Write out the data below in full. Keep it exact.
★ ★ ★
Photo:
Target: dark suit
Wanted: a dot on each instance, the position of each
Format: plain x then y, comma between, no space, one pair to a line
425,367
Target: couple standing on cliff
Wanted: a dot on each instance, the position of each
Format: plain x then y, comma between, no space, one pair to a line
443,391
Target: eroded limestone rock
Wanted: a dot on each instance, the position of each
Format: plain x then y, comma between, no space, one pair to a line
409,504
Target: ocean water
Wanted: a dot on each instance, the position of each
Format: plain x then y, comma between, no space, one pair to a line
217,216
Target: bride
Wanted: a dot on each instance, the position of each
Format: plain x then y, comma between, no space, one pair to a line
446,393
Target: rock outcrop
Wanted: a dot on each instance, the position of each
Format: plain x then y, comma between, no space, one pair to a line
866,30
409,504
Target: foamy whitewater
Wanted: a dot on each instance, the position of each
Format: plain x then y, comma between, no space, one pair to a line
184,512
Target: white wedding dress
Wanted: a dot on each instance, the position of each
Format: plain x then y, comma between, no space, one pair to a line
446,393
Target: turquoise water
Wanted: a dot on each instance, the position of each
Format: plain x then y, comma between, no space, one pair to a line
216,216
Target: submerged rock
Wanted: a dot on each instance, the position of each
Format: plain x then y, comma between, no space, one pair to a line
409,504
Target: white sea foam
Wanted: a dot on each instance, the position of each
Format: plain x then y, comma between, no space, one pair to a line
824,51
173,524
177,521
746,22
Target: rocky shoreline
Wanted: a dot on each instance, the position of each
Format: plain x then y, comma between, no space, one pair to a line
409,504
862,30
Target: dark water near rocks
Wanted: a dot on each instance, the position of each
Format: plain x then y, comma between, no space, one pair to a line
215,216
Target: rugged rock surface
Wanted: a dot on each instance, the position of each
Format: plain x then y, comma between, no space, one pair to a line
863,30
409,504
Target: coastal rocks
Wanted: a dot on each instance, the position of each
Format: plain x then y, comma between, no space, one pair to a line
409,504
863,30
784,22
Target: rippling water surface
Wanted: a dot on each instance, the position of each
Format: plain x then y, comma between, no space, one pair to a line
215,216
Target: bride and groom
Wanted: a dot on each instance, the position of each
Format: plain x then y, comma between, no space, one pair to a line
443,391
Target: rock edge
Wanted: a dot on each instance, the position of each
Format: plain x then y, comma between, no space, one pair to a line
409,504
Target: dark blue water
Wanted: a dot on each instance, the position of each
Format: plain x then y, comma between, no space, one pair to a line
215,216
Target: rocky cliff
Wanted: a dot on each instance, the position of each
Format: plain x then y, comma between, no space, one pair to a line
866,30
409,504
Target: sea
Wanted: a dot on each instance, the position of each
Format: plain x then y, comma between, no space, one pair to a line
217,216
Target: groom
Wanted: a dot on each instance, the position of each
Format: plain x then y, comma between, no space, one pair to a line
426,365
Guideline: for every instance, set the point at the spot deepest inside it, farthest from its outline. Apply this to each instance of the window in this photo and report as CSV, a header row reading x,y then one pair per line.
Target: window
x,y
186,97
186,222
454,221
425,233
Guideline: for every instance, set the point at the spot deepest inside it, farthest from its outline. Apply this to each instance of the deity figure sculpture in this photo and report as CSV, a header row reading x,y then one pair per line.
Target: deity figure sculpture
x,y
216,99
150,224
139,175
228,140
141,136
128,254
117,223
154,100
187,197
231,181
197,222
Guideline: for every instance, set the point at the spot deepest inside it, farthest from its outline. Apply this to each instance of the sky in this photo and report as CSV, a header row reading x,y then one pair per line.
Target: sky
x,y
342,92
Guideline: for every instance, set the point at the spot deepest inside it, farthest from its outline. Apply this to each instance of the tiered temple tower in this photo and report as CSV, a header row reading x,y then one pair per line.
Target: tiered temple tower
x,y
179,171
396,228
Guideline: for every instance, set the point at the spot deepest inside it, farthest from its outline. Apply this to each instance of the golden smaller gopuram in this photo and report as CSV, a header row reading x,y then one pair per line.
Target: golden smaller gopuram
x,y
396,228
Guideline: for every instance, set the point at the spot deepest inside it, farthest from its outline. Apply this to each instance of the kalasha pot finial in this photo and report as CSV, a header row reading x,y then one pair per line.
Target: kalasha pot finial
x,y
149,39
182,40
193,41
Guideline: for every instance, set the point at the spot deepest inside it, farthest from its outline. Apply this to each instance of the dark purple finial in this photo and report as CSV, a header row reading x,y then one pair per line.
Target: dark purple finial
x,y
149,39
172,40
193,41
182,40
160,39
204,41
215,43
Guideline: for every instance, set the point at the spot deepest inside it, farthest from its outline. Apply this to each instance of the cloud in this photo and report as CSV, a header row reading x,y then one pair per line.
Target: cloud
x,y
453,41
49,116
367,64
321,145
★ ★ ★
▶ Output below
Photo:
Target: dark suit
Wanted: a dot on each instance, the position of each
Format: plain x then y, comma between, no space, one pair to a line
425,367
Target: couple standing on cliff
Wanted: a dot on each instance, the position of each
Format: plain x then y, comma between, no space, one pair to a line
443,391
Target: eroded limestone rock
Wanted: a dot on each instance, the position of each
Format: plain x then y, comma between, no space, one pair to a line
409,504
Target: ocean water
Wanted: a dot on each instance, the position of each
Format: plain x then y, comma between, no space, one pair to a line
217,216
Target: bride
Wanted: a dot on each instance, the position of each
Format: plain x then y, comma between, no space, one pair to a line
446,393
Target: rock outcrop
Wanted: a dot on each instance, the position of each
Format: plain x then y, comma between, no space, one pair to a line
866,30
409,504
Target: foamy whitewater
Wanted: a dot on each instance, the position of each
Format: plain x then y, comma between, no space, one pair to a line
184,512
Target: white wedding dress
Wanted: a dot on each instance, the position of each
Format: plain x then y, comma between, no space, one pair to a line
446,393
Target: turquoise water
Wanted: a dot on each instance, the position of each
Format: plain x then y, comma between, no space, one pair to a line
216,216
Target: submerged rock
Wanted: a dot on each instance, the position of each
Format: plain x then y, comma between, no space, one pair to a line
409,504
Target: white sea foam
Wanted: a dot on each instance, the position of each
Format: plain x then y, comma between, no space, one pair to a line
824,51
173,524
177,521
746,22
Target: rocky shoreline
Wanted: a dot on each instance, the position of each
Format: plain x then y, comma between, no space, one pair to a line
409,504
862,30
Target: dark water near rocks
Wanted: a dot on each instance, the position of each
Format: plain x then y, comma between, no space, one pair to a line
215,216
Target: rugged rock surface
Wanted: a dot on each instance, the position of each
Format: plain x then y, comma between, no space, one pair to a line
863,30
409,504
Target: coastal rocks
Wanted: a dot on each instance, the position of each
Format: plain x then y, comma between, no space, one pair to a line
409,504
863,30
784,22
Target: rippling water surface
Wanted: a dot on each instance, the position of each
Format: plain x then y, comma between, no space, one pair to a line
215,216
Target: bride and groom
Wanted: a dot on each instance, the position of each
Format: plain x then y, comma between, no space, one pair to a line
443,391
Target: rock edge
Wanted: a dot on each instance, the position of each
Format: plain x then y, comma between, no space, one pair to a line
409,504
Target: dark blue water
Wanted: a dot on each instance, the position of each
Format: plain x then y, comma between, no space, one pair to a line
215,216
Target: rocky cliff
Wanted: a dot on each instance, the position of each
Format: plain x then y, comma between, no space, one pair to a line
866,30
409,504
Target: sea
Wanted: a dot on each instance, the position of each
Format: plain x then y, comma between, no space, one pair to a line
217,216
Target: groom
Wanted: a dot on each instance, the position of each
Format: plain x then y, comma between, no space, one pair to a line
426,365
Guideline: for every instance, set the point at the spot deepest inside it, farthest from its outline. Apply this to each instance of the window in this photo and report as CSV, a header row reading x,y then one pair per line.
Target: window
x,y
186,97
186,222
454,221
425,233
Guideline: for every instance, set the point at the spot deepest inside it, farthest from its outline. Apply this to each instance of the deity figure sculpture in this photo and report as CSV, a header row reading x,y then one pair per line.
Target: deity figure sculpture
x,y
216,99
150,224
139,175
228,140
141,136
128,254
117,223
154,100
187,197
231,181
197,222
Guideline: for every instance, set the point at the spot deepest inside it, farthest from its outline. Apply this to each instance of the sky in this photo and report as CSV, a header row reading x,y then one pair per line.
Target: sky
x,y
342,92
Guideline: for every instance, set the point at the spot deepest inside it, farthest from its outline. Apply this to each instance of the tiered temple tower in this photo and report as CSV, a header row reading x,y then one pair per line.
Target: tiered temple tower
x,y
179,171
396,228
Guideline: for every instance, set the point at the spot deepest inside it, farthest from its outline. Apply this to each instance of the golden smaller gopuram in this photo and report as CSV, a header row reading x,y then one pair per line.
Target: golden smaller gopuram
x,y
396,228
Guideline: for every instance, set the point at the spot deepest inside it, farthest from its outline. Apply this to each instance of the kalasha pot finial in this photo and report as CSV, a header row reading x,y then one pair per line.
Target: kalasha pot finial
x,y
149,39
182,40
193,41
Guideline: for every instance, set the point at the spot deepest inside it, farthest from its outline. Apply this to each instance of the dark purple finial in this photo and report as CSV, a header row reading x,y then one pair per line.
Target: dark purple finial
x,y
149,39
172,40
193,41
182,40
160,39
204,41
215,43
Guideline: for every instance, set the point at the spot deepest inside it, farthest from its outline. Apply this to each instance of the cloud in this photo and report as CSV, a header row reading x,y then one pair per line.
Target: cloud
x,y
453,41
49,116
367,64
321,145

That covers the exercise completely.